Problem to solve: Bring together all lines of the material below that contain the string "each".

Source records:
* * * * * * * * *

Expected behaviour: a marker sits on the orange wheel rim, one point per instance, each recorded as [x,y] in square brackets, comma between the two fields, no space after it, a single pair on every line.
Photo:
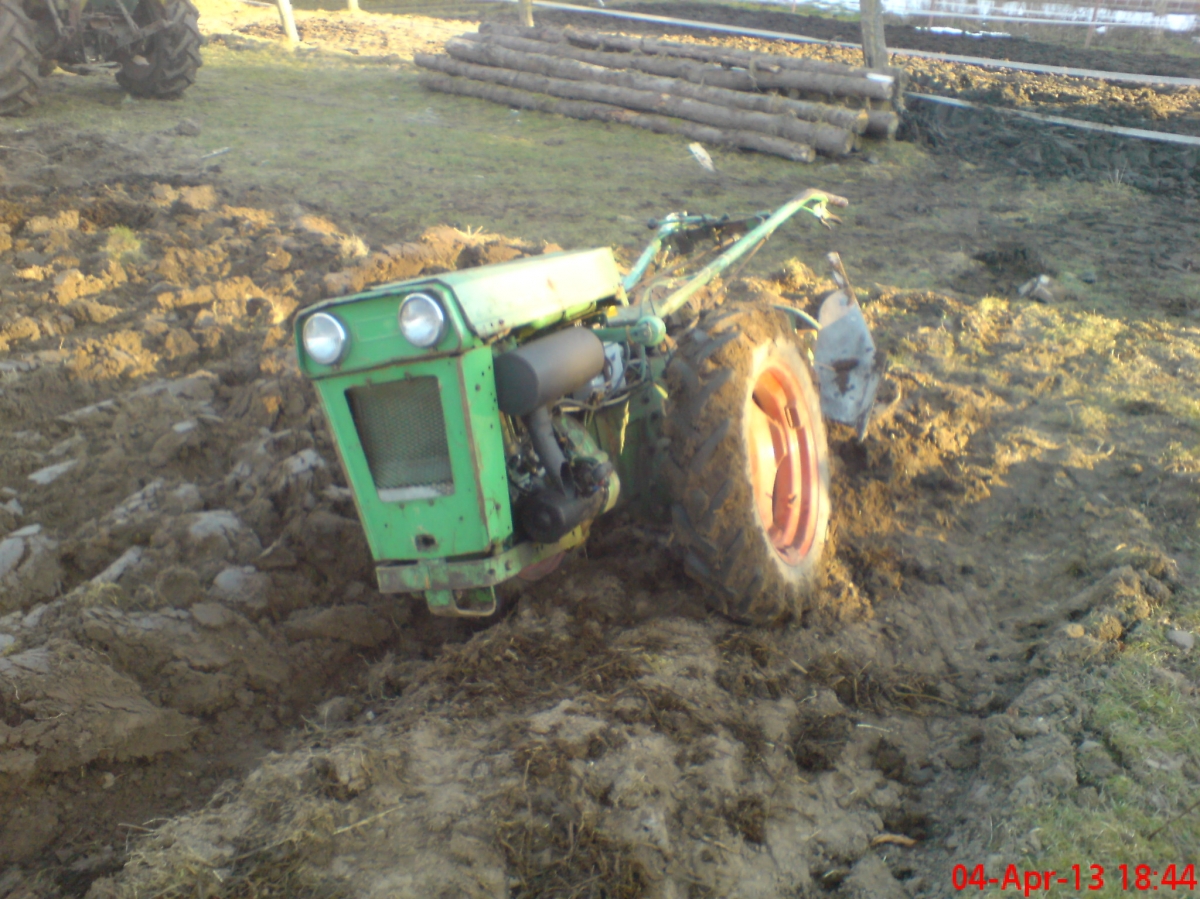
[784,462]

* * * * * * * * *

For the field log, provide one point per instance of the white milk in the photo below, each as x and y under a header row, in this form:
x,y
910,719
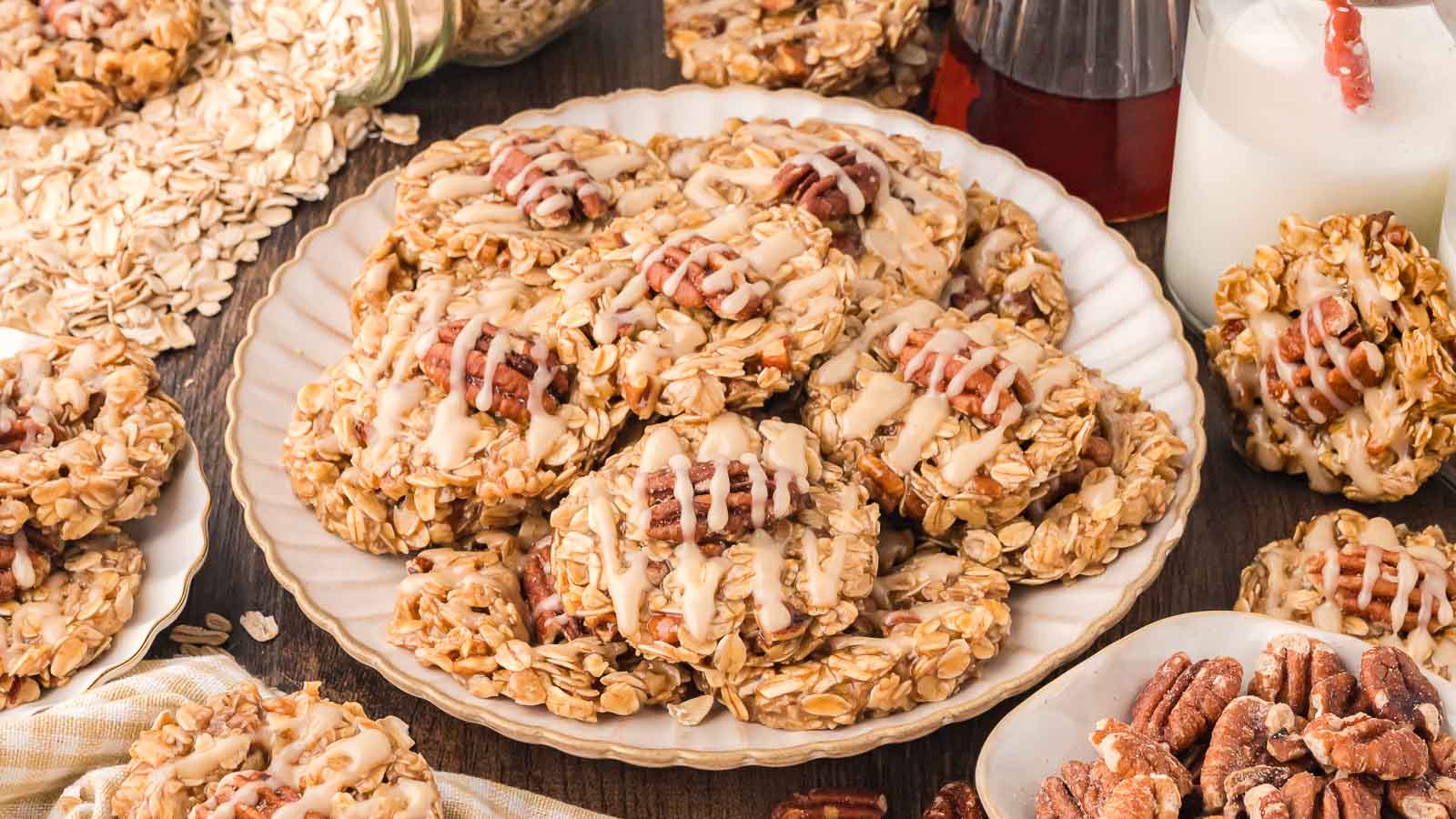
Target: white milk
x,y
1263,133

* * * * * * * * *

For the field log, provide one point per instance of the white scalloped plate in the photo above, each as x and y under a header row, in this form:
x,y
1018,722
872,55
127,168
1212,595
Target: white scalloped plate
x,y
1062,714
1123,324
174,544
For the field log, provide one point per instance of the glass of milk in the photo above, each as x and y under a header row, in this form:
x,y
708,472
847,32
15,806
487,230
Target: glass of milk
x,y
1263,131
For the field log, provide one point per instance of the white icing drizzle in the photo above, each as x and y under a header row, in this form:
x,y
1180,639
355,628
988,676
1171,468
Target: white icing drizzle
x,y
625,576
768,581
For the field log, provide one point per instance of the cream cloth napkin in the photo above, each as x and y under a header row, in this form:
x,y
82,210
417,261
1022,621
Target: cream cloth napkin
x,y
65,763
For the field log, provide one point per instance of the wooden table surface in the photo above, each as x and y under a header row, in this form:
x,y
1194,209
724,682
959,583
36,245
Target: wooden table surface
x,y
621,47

* * * * * * * * *

Response for this exercise:
Expected behaviour: a marker sits on the orange wheel rim, one point per instance, each recorded as [x,y] in square brackets, comma between the two fields, no space after it, a single pair on every line.
For the field log, provide one point per instance of the white milk in the photo below, each as x and y under a header row, in this form:
For the field log, provide one point per instance of the white scalloped plate in the photo above, each as x and y under a header row, in this form:
For the field log, provide one point per instance of the glass of milk in the photo above, each as x and y under a header row, in this form:
For the field log, provide one point per instance of the white icing drizzle in the photo above, each as x and y under a header row, in this form:
For the field log, provide one point per instance of the cream cloth napkin in the photo above, each as x and y under a header row, in this form:
For the field log, provide one point per instance of the wooden table surface in the photo above, each as x and y under a header row, in this form:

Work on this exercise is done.